Brief
Repeat the whole listing below, word for word.

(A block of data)
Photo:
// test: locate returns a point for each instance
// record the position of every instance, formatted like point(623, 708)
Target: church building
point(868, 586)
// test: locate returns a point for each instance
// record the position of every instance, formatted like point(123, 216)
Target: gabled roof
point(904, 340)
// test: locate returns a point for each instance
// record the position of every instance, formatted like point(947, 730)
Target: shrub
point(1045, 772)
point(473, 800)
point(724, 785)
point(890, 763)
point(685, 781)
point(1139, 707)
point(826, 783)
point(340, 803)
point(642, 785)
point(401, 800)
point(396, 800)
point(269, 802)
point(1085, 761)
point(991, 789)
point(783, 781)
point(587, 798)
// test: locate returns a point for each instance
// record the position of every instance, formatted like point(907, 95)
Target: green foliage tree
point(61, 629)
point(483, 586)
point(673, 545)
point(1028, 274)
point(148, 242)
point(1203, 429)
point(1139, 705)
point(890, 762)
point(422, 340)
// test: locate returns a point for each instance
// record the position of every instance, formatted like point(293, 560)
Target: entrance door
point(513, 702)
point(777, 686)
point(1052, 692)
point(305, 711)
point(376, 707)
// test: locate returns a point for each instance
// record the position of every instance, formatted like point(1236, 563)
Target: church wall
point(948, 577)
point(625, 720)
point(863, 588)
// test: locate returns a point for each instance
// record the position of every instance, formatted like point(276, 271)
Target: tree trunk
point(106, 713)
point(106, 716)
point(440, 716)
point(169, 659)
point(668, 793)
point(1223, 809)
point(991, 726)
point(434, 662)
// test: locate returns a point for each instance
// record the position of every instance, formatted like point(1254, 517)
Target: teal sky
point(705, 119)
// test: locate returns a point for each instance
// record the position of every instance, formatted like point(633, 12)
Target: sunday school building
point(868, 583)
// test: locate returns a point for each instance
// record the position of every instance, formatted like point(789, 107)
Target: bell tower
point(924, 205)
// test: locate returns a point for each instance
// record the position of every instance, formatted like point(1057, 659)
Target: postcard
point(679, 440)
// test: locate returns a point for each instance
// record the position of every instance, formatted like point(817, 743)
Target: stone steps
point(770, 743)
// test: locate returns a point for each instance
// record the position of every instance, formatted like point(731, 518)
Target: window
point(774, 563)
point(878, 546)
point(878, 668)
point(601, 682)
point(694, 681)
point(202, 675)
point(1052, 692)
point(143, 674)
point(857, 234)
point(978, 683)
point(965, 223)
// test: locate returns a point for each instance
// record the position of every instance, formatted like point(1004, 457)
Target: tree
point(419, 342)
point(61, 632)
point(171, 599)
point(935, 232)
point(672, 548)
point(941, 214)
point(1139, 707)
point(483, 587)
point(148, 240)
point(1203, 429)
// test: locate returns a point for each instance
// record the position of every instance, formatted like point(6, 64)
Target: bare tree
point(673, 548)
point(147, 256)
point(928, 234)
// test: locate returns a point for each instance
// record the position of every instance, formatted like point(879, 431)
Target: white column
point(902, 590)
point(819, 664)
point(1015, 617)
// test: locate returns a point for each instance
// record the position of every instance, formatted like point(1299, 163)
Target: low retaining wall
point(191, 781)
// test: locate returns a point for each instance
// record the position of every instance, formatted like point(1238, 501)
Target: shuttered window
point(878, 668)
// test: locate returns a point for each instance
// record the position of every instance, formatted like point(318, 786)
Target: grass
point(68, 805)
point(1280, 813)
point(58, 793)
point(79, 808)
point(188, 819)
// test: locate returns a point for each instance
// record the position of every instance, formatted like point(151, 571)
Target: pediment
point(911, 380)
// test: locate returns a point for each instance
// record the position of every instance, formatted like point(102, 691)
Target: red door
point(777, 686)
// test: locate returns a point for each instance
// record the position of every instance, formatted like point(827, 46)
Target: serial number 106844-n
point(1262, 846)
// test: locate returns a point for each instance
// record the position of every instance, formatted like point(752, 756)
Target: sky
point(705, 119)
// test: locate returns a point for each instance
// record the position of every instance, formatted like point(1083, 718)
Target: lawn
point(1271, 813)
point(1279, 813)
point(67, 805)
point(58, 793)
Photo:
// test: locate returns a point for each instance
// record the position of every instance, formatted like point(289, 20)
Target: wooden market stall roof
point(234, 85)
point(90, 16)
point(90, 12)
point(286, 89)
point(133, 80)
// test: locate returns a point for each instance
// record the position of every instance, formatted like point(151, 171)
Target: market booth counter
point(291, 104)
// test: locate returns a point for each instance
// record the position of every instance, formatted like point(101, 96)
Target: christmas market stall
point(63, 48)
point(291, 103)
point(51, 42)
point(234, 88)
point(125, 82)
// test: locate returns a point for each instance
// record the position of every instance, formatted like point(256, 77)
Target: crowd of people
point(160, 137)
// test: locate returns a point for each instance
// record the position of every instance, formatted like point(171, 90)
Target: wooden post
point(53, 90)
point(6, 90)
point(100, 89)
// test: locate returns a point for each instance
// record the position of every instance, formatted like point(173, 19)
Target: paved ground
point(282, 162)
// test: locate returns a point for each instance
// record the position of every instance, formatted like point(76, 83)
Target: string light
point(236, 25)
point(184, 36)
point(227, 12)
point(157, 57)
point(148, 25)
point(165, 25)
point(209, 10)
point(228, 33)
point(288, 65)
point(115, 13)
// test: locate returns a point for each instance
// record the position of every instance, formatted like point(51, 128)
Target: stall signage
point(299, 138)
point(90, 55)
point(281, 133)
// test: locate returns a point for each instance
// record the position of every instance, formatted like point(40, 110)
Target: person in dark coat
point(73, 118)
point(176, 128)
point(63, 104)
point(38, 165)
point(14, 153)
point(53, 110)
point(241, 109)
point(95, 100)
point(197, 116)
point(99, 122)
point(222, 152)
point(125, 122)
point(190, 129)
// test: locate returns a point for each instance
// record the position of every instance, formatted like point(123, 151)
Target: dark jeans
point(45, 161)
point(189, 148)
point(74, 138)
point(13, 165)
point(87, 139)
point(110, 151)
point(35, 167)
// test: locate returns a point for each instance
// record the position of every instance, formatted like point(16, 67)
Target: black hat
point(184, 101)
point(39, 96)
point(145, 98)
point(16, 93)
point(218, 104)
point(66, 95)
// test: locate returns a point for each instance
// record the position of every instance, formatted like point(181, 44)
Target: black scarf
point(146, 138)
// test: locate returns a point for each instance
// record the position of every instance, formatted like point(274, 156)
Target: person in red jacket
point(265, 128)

Exercise response
Photo:
// test: locate returns a point for each instance
// record the position of every instance, formatted like point(623, 708)
Target: church building
point(868, 586)
// test: locate returns a point for each instance
// record the position of every instance, formatted like point(123, 216)
Target: gabled roof
point(904, 340)
// test: locate returns a point for each instance
// record the position of every instance, formatted like point(947, 730)
Target: shrub
point(1045, 772)
point(473, 800)
point(724, 785)
point(890, 763)
point(685, 781)
point(1139, 707)
point(826, 783)
point(340, 803)
point(642, 785)
point(401, 800)
point(396, 800)
point(269, 802)
point(1085, 761)
point(991, 789)
point(783, 781)
point(587, 798)
// test: locate returns a point for each instance
// record the position of every instance, formatted like point(907, 95)
Target: green foliage tree
point(61, 629)
point(483, 586)
point(673, 545)
point(1028, 274)
point(148, 242)
point(1203, 429)
point(1139, 705)
point(890, 762)
point(422, 340)
// test: locate returns a point for each instance
// record the position of every instance, formatted like point(293, 560)
Target: entrance door
point(513, 702)
point(777, 686)
point(1052, 692)
point(305, 711)
point(376, 707)
// test: locate returns a point for each instance
// record the position of every instance, formatted like point(1236, 563)
Target: church wall
point(948, 577)
point(625, 720)
point(863, 588)
// test: locate returns a point for each instance
// record the position of every instance, formatted like point(276, 271)
Target: tree trunk
point(106, 713)
point(106, 716)
point(440, 716)
point(169, 659)
point(668, 793)
point(1223, 809)
point(991, 726)
point(434, 662)
// test: locate returns a point for each instance
// record the position of every instance, formatted like point(1254, 517)
Target: teal sky
point(705, 119)
// test: locate returns a point for each instance
// record the position of every instance, formatted like point(633, 12)
Target: sunday school building
point(868, 583)
// test: locate returns a point for each instance
// record the position of every instance, formatted like point(789, 107)
Target: bell tower
point(924, 205)
// test: locate returns a point for each instance
// record the position of every instance, formatted like point(1057, 659)
Target: postcard
point(679, 440)
// test: locate returns a point for each instance
// record the position of every instance, formatted like point(817, 743)
Target: stone steps
point(770, 743)
// test: locate returns a point for each instance
// record the position of every instance, formatted like point(731, 518)
Target: window
point(774, 563)
point(878, 546)
point(878, 668)
point(601, 682)
point(694, 681)
point(202, 675)
point(1052, 692)
point(143, 674)
point(857, 234)
point(978, 683)
point(965, 223)
// test: locate returns a point for each instance
// record the position of every instance, formatted like point(1004, 457)
Target: tree
point(419, 342)
point(61, 632)
point(171, 599)
point(935, 232)
point(672, 548)
point(941, 214)
point(1139, 707)
point(483, 587)
point(148, 240)
point(1203, 429)
// test: locate returns a point for each instance
// record the position of every instance, formatted like point(6, 64)
Target: bare tree
point(673, 548)
point(147, 256)
point(928, 234)
// test: locate returns a point for each instance
// record the position of every instance, formatted like point(879, 431)
Target: white column
point(902, 590)
point(819, 664)
point(1015, 617)
// test: locate returns a point for each instance
// record the position of every instance, formatted like point(1299, 163)
Target: low retaining wall
point(191, 781)
// test: locate returns a point for each instance
// record the position of every instance, formatted like point(1238, 501)
Target: shuttered window
point(878, 668)
// test: locate returns a point for each instance
// record the position of every instance, formatted like point(318, 786)
Target: grass
point(68, 805)
point(1280, 813)
point(58, 793)
point(79, 808)
point(188, 819)
// test: locate returns a point for each instance
// record the position of every instance, formatted like point(151, 571)
Target: pediment
point(911, 380)
// test: locate returns a point for each instance
// record the position of every instance, formatted like point(102, 691)
Target: red door
point(777, 686)
// test: locate returns a point for each instance
// record the position of every instance, formatted like point(827, 46)
Target: serial number 106844-n
point(1262, 846)
// test: locate returns a point for each instance
// record the position of every instance, formatted like point(752, 756)
Target: sky
point(705, 119)
// test: locate returns a point for each instance
// record the position of every instance, formatted like point(1083, 718)
Target: lawn
point(1271, 813)
point(1279, 813)
point(67, 805)
point(58, 793)
Photo:
// test: locate returns a point for each instance
// record the position of every instance, formatted like point(289, 20)
Target: wooden market stall roof
point(234, 85)
point(90, 16)
point(90, 12)
point(286, 89)
point(133, 80)
// test: locate returns a point for each instance
// record the position of every instance, formatted like point(151, 171)
Target: market booth counter
point(291, 104)
// test: locate returns a point for each instance
// record the position of every instance, formatted like point(101, 96)
Target: christmas market stall
point(63, 48)
point(291, 103)
point(51, 42)
point(234, 88)
point(125, 82)
// test: locate returns a point for each instance
// record the position of every instance, formatted like point(256, 77)
Target: crowd of people
point(160, 137)
// test: locate returns a point for each instance
// record the position of every instance, formatted like point(171, 90)
Target: wooden post
point(53, 90)
point(6, 90)
point(100, 89)
// test: locate returns a point for each instance
// record the position of every instance, formatted like point(173, 19)
Target: paved ground
point(282, 162)
// test: locate returns a point for each instance
// record the position of every instance, formatted like point(76, 83)
Target: string light
point(236, 25)
point(184, 36)
point(227, 12)
point(157, 57)
point(148, 25)
point(165, 25)
point(209, 10)
point(228, 33)
point(288, 65)
point(115, 13)
// test: locate returns a point for each instance
// record the position of every instance, formatted like point(51, 128)
Target: stall signage
point(299, 138)
point(90, 55)
point(281, 133)
// test: locate returns a point for each instance
// record the position of every instance, formatted like point(40, 110)
Target: person in dark coat
point(73, 118)
point(176, 128)
point(63, 104)
point(38, 165)
point(14, 153)
point(53, 110)
point(241, 109)
point(95, 100)
point(197, 116)
point(99, 122)
point(222, 152)
point(125, 122)
point(190, 129)
// test: locate returns a point for each instance
// record the position of every instance, formatted like point(123, 151)
Target: dark jeans
point(45, 161)
point(189, 148)
point(74, 138)
point(13, 165)
point(87, 139)
point(110, 151)
point(35, 167)
// test: locate returns a point for each instance
// record the position of every instance, formatted like point(16, 67)
Target: black hat
point(184, 101)
point(39, 96)
point(145, 98)
point(16, 93)
point(218, 104)
point(66, 95)
// test: locate returns a point for each instance
// record the position of every instance, formatted like point(181, 44)
Target: black scarf
point(146, 138)
// test: locate returns a point for each instance
// record the position of every instance, formatted like point(274, 156)
Target: person in red jacket
point(265, 128)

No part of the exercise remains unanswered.